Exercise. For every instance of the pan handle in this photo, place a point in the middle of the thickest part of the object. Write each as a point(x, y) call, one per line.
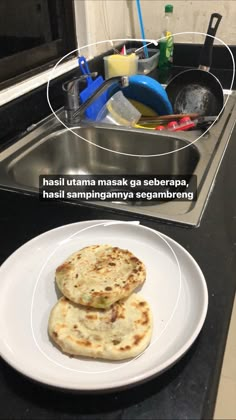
point(206, 53)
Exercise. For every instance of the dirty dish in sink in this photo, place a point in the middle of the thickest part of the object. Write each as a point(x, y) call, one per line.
point(119, 111)
point(175, 289)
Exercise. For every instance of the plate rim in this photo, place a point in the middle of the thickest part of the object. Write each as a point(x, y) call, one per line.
point(137, 379)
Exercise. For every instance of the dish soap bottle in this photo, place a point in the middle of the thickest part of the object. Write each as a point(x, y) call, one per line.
point(167, 44)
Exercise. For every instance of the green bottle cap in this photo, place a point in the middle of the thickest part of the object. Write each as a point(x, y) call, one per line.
point(168, 8)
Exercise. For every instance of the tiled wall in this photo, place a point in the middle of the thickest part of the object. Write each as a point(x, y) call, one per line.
point(118, 19)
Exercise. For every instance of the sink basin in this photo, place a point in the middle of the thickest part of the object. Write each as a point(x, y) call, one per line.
point(50, 149)
point(61, 152)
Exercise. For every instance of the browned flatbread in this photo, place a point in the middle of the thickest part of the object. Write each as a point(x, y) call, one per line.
point(120, 332)
point(99, 275)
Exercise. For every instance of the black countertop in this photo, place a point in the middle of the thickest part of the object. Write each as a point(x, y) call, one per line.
point(187, 390)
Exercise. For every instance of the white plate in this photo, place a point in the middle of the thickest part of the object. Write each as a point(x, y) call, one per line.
point(175, 288)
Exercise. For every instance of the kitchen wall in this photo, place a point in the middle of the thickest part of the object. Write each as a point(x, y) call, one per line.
point(118, 19)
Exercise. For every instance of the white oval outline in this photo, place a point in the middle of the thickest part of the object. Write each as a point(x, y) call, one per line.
point(150, 42)
point(108, 223)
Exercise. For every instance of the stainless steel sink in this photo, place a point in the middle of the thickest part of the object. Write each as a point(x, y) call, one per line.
point(61, 152)
point(51, 149)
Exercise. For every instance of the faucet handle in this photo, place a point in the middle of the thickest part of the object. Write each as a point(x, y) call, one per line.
point(71, 89)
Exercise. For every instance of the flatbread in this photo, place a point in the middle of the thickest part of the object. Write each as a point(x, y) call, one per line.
point(120, 332)
point(100, 275)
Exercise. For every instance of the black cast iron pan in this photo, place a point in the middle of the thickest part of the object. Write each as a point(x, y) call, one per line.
point(197, 90)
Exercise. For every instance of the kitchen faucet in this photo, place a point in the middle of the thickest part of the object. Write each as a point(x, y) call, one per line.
point(74, 111)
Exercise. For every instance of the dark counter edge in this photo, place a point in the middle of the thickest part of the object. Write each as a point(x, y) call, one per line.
point(29, 109)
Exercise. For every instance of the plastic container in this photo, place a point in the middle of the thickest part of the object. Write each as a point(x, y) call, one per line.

_ _ _ _ _

Reproduce the lines word for word, starting at the first line and ending at the line that contains "point(175, 288)". Leave the pictures out of your copy.

**ANSWER FOR THE TASK:**
Exercise. For every instance of the pan handle in this photo, place a point in the middle of the thickest part of the object. Write each as a point(x, y) call, one per line.
point(206, 53)
Exercise. For every instance of the dirty dish in sink in this photo, place a point in the middle of the thickest part of the object. Write each as a point(x, y) call, one per line.
point(119, 111)
point(175, 289)
Exercise. For every instance of the plate rim in this photo, place a point in the middle of the thickest part of the object. Write each as a point(x, y) call, one per line.
point(137, 379)
Exercise. For every instance of the dish soap bottle in this photo, place a point in the middle of the thickest part of the object. Write each as a point(x, y) call, one per line.
point(167, 44)
Exercise. For every instance of the green bottle cap in this photo, place a point in the middle of the thickest part of the object. Write each as a point(x, y) call, one per line.
point(168, 8)
Exercise. For every instance of the tiled wall in this photo, place a point in the middle of the thickest part of the object. Write each as a point(x, y) call, one per line.
point(118, 19)
Exercise. For every instance of the sink basin in this photo, place a point in the middle of the thickest part of the object. Write each as a point(x, y) call, one per line.
point(50, 149)
point(61, 152)
Exercise. For every instance of the browned flatbread in this photo, place a point in the middle of the thickest part of the object. Write each as a point(x, y) call, one per line.
point(120, 332)
point(99, 275)
Exercise. For every instance of the black countertop in this photo, place a point in the middle of the thickest part of the object. Write each as a point(x, y) call, one per line.
point(187, 390)
Exercise. For every instance of the white plate in this photo, place a point in the middle of the thickest part of the object. Write each as a point(x, y) call, one per line.
point(175, 288)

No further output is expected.